Transcribe each record below word for word.

(Entries taken from a collection)
================================

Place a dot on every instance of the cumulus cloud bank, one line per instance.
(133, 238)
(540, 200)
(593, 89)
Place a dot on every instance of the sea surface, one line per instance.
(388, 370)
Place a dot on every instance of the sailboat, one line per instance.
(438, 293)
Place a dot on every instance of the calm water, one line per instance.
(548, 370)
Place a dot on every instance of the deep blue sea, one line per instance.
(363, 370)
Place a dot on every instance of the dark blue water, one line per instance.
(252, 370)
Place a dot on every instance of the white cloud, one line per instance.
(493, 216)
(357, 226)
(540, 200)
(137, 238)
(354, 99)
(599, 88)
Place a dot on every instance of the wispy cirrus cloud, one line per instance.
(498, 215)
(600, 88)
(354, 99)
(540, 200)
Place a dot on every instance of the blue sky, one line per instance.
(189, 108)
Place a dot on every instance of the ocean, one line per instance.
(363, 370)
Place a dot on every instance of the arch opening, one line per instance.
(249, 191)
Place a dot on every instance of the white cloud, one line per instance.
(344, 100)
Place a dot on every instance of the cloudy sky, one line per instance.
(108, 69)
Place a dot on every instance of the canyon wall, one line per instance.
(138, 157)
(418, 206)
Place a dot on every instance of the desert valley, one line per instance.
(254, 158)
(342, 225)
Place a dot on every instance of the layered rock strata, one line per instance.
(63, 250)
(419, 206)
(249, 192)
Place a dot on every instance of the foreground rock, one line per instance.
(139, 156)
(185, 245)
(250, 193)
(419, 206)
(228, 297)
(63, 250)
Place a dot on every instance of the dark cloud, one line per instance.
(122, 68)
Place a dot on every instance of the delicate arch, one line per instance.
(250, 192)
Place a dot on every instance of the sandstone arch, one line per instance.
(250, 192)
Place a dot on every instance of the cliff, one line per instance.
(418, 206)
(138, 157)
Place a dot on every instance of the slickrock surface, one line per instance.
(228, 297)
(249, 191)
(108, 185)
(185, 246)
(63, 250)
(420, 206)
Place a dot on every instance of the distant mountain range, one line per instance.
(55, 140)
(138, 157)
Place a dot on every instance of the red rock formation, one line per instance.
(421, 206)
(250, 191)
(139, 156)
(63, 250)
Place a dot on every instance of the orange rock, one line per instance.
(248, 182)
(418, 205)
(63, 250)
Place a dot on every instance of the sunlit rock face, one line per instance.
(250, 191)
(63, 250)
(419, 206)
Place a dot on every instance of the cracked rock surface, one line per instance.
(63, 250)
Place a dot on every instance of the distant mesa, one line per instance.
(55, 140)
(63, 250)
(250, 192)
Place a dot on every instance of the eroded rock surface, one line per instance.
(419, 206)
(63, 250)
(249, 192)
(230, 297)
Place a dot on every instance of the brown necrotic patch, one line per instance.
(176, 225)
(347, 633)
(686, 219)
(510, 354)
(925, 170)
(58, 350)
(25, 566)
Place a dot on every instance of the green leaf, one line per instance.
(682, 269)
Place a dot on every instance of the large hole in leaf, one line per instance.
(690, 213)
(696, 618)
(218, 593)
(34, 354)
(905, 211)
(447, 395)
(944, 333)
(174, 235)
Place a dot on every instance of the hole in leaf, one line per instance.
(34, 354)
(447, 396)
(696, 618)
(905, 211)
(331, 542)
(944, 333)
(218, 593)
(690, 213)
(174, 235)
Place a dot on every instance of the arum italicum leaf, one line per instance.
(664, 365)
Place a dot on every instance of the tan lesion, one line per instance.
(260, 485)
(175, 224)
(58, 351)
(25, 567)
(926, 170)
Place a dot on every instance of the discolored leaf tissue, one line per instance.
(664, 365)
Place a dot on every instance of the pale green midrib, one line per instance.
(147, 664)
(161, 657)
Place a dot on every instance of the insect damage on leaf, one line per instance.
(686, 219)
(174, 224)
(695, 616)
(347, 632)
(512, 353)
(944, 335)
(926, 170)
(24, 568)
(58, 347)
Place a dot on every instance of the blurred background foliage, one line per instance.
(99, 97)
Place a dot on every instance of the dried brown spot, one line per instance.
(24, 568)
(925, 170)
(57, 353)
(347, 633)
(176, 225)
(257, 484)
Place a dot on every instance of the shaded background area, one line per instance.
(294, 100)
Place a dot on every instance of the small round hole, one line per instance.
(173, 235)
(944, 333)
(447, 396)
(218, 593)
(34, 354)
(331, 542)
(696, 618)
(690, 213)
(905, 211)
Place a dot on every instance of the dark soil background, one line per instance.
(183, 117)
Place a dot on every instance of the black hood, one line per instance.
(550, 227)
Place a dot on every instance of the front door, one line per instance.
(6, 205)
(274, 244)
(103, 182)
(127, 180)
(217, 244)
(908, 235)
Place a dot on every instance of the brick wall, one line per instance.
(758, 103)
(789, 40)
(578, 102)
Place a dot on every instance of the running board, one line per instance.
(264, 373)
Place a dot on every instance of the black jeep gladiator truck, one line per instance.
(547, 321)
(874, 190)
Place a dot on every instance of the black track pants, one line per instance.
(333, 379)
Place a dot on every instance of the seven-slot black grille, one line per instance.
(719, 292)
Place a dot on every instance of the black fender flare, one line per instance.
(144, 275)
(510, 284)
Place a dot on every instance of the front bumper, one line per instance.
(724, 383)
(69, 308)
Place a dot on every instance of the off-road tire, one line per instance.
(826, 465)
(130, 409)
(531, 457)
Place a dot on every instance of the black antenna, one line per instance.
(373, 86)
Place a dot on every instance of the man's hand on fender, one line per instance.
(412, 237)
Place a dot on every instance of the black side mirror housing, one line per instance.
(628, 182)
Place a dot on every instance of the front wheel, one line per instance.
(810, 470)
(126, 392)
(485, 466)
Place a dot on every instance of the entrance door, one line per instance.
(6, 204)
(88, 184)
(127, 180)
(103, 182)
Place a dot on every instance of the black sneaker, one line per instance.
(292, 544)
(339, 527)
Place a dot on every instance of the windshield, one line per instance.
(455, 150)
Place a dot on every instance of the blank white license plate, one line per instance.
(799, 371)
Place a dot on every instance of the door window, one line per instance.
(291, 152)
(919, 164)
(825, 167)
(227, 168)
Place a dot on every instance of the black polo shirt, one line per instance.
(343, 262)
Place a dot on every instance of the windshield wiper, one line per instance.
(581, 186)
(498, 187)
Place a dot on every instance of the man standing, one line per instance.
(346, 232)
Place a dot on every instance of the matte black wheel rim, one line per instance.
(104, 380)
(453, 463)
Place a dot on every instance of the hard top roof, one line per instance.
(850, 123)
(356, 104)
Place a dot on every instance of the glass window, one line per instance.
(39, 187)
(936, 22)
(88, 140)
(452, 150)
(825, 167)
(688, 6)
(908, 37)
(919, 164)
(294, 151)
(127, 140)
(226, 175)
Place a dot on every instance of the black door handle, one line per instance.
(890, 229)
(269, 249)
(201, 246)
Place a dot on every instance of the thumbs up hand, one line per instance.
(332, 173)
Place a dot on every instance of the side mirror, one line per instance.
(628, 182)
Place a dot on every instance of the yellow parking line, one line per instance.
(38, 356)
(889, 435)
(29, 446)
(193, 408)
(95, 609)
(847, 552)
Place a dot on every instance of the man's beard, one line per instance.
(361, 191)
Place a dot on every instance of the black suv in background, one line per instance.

================================

### EXERCISE SOLUTION
Place a dot on every instance of the cumulus cloud bank, one line per instance.
(133, 238)
(540, 200)
(593, 89)
Place a dot on every instance of the sea surface, one line per instance.
(388, 370)
Place a dot on every instance of the sailboat, one line per instance.
(438, 293)
Place a dot on every instance of the calm water, one line per instance.
(548, 370)
Place a dot on every instance of the deep blue sea, one line per instance.
(363, 370)
Place a dot on every instance of the dark blue water, one line per instance.
(252, 370)
Place a dot on every instance of the white cloud, one line per instance.
(493, 216)
(357, 226)
(540, 200)
(137, 238)
(354, 99)
(599, 88)
Place a dot on every instance of the wispy cirrus cloud, one line per instance.
(498, 215)
(600, 88)
(354, 99)
(540, 200)
Place a dot on every instance of the blue sky, one line per instance.
(189, 108)
Place a dot on every instance of the ocean, one line per instance.
(363, 370)
Place a dot on every instance of the arch opening, one line per instance.
(249, 191)
Place a dot on every instance of the white cloud, one line per instance.
(344, 100)
Place a dot on every instance of the cloudy sky, one line per instance.
(108, 69)
Place a dot on every instance of the canyon wall, one line per instance.
(138, 157)
(418, 206)
Place a dot on every instance of the desert valley, one line per instance.
(254, 158)
(342, 225)
Place a dot on every instance of the layered rock strata, one line per instance.
(63, 250)
(419, 206)
(249, 192)
Place a dot on every instance of the foreground rock, one line per instance.
(139, 156)
(185, 245)
(250, 193)
(419, 206)
(228, 297)
(63, 250)
Place a dot on every instance of the dark cloud, one line per instance.
(122, 68)
Place a dot on every instance of the delicate arch, one line per instance.
(250, 192)
Place a dot on every instance of the sandstone arch, one line per instance.
(250, 192)
Place a dot on every instance of the cliff, one line per instance.
(418, 206)
(138, 157)
Place a dot on every instance of the slickrock surface, one line per instance.
(228, 297)
(249, 191)
(108, 185)
(185, 246)
(63, 250)
(420, 206)
Place a dot on every instance of the distant mountain range, one line per instance.
(55, 140)
(138, 157)
Place a dot on every instance of the red rock formation, one line per instance.
(421, 206)
(250, 191)
(139, 156)
(63, 250)
Place a dot on every instance of the orange rock, one line per instance.
(248, 182)
(418, 205)
(63, 250)
Place a dot on every instance of the sunlit rock face, one line per instance.
(250, 191)
(63, 250)
(419, 206)
Place a dot on every instance of the cracked rock surface, one line per instance.
(63, 250)
Place a dot on every instance of the distant mesa, one line per instance.
(55, 140)
(63, 250)
(250, 192)
Place a dot on every instance of the eroded rock surface, one line per instance.
(419, 206)
(63, 250)
(249, 192)
(230, 297)
Place a dot on every instance of the brown necrotic patch, one line per instance.
(176, 225)
(347, 633)
(686, 219)
(510, 354)
(925, 170)
(58, 350)
(25, 566)
Place a dot on every instance of the green leaf, one line per instance.
(682, 269)
Place a dot on every instance of the large hole in leaf, one line per instance.
(690, 213)
(696, 618)
(218, 593)
(34, 354)
(905, 211)
(447, 395)
(944, 333)
(174, 235)
Place a dot on every instance of the hole in leaf, one line per instance.
(34, 354)
(447, 396)
(696, 618)
(905, 211)
(331, 542)
(944, 333)
(218, 593)
(690, 213)
(174, 235)
Place a dot on every instance of the arum italicum leaf, one line per instance.
(664, 365)
Place a dot on every instance of the tan lesion, one line per instance.
(260, 485)
(175, 224)
(58, 351)
(25, 567)
(926, 170)
Place a dot on every instance of the discolored leaf tissue, one line per instance.
(664, 365)
Place a dot on every instance of the pale green midrib, one line per instance.
(147, 664)
(161, 657)
Place a dot on every instance of the insect damage on leaf, one line per instance.
(686, 219)
(174, 224)
(695, 616)
(347, 632)
(512, 353)
(944, 335)
(926, 170)
(24, 568)
(58, 347)
Place a dot on every instance of the blurred background foliage, one line per instance.
(99, 97)
Place a dot on every instance of the dried brown spot, one line per instance.
(24, 568)
(925, 170)
(57, 353)
(347, 633)
(176, 225)
(257, 484)
Place a dot on every instance of the shaded background area, one line per instance.
(294, 100)
Place a dot on every instance of the small round hole, one line per instance.
(173, 235)
(944, 333)
(447, 396)
(218, 593)
(34, 354)
(331, 542)
(696, 618)
(690, 213)
(905, 211)
Place a dot on every instance of the dark soil background, one line per instance.
(183, 117)
Place a dot on every instance of the black hood, one line per instance.
(550, 227)
Place a dot on every instance of the front door, one line per instance.
(6, 205)
(274, 244)
(103, 182)
(127, 180)
(217, 244)
(908, 235)
Place a dot on every instance of the brick wall, one line per instance.
(758, 103)
(789, 40)
(578, 102)
Place a dot on every instance of the running board, one line per instance.
(264, 373)
Place a dot on every instance of the black jeep gladiator truck, one line per instance.
(547, 321)
(874, 190)
Place a dot on every instance of the black track pants, one line per instance.
(333, 379)
Place a dot on every instance of the seven-slot black grille, one line per instance.
(719, 292)
Place a dot on every instance of the black fender flare, one line per instance.
(144, 275)
(510, 284)
Place a dot on every instance of the front bumper, one line per instance.
(724, 383)
(69, 308)
Place a dot on every instance of the off-road tire, one line per instance.
(826, 465)
(130, 409)
(531, 457)
Place a dot on every instance of the black antenna, one line per instance.
(373, 86)
Place a dot on every instance of the man's hand on fender, one line per instance.
(412, 237)
Place a dot on every instance of the black side mirror housing, one line per instance.
(628, 182)
Place a dot on every instance of the front wheel, one line per instance.
(810, 470)
(126, 392)
(485, 466)
Place a dot on every instance of the entrance door, one line per instance.
(6, 204)
(88, 184)
(127, 180)
(103, 182)
Place a dot on every instance of the black sneaker, one line per instance.
(292, 544)
(339, 527)
Place a dot on every instance of the windshield, one line per instance.
(455, 150)
Place a dot on every instance of the blank white license plate, one line per instance.
(799, 371)
Place a dot on every instance of the door window, one line per instance.
(291, 152)
(919, 164)
(825, 167)
(227, 168)
Place a dot on every instance of the black polo shirt, one line per instance.
(343, 262)
Place a dot on every instance of the windshield wiper, one line per instance.
(581, 186)
(498, 187)
Place a dot on every instance of the man standing, one line per instance.
(346, 232)
Place a dot on every instance of the matte black wheel rim, one line per instance.
(104, 380)
(453, 463)
Place a dot on every instance of the hard top roof, one line per instance.
(850, 123)
(356, 104)
Place a dot on every instance of the glass window, one line per instance.
(39, 187)
(936, 22)
(88, 140)
(452, 150)
(825, 167)
(688, 6)
(908, 37)
(919, 164)
(294, 151)
(127, 140)
(226, 175)
Place a dot on every instance of the black door handle, one line per instance.
(890, 229)
(269, 249)
(201, 246)
Place a dot on every instance of the thumbs up hand, one line per instance.
(332, 173)
Place a dot on every instance of the side mirror, one line per instance.
(628, 182)
Place a dot on every instance of the yellow parking line, one line per instance.
(38, 356)
(889, 435)
(29, 446)
(193, 408)
(95, 609)
(847, 552)
Place a dot on every instance of the man's beard, one line per instance.
(361, 191)
Place a dot on every instance of the black suv in background, one line per instance.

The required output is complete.